§ **THE REQUEST**: Which lines below contain the word "buoy" with its case matched exactly? Select and copy each such line in full.

§ **SUPPLIED MATERIAL**:
[Start]

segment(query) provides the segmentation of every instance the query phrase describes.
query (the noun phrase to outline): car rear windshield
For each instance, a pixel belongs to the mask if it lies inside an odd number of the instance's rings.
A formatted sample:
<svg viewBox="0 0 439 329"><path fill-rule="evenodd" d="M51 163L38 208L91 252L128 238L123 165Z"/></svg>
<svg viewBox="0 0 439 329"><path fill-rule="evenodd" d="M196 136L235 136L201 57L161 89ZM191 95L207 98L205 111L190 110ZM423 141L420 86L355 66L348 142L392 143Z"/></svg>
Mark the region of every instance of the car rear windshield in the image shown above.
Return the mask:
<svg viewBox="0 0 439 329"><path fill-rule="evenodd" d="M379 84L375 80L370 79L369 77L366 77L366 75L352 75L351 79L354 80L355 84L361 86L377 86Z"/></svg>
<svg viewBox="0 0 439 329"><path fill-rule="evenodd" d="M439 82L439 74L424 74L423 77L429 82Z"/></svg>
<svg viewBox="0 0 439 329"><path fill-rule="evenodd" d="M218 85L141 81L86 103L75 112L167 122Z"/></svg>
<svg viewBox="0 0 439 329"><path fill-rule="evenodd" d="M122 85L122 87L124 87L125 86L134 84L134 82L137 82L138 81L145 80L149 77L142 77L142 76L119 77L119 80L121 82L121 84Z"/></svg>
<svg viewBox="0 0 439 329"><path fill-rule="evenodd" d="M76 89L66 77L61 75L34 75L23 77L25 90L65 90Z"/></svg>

[End]
[Start]

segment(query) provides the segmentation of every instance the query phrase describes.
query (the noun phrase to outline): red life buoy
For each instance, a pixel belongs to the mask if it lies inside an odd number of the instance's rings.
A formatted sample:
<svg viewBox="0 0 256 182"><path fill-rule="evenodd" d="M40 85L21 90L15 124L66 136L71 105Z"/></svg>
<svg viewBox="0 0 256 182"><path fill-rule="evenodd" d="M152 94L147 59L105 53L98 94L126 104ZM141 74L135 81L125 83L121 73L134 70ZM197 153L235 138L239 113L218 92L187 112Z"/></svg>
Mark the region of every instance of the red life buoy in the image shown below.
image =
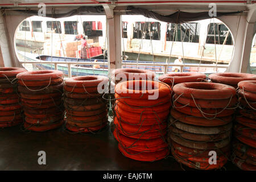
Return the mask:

[End]

§ **SOLUTION TO THIS EXERCISE**:
query (the noun phrase to outline): red life buoy
Mark the region of every instance of the red life buoy in the image shown below.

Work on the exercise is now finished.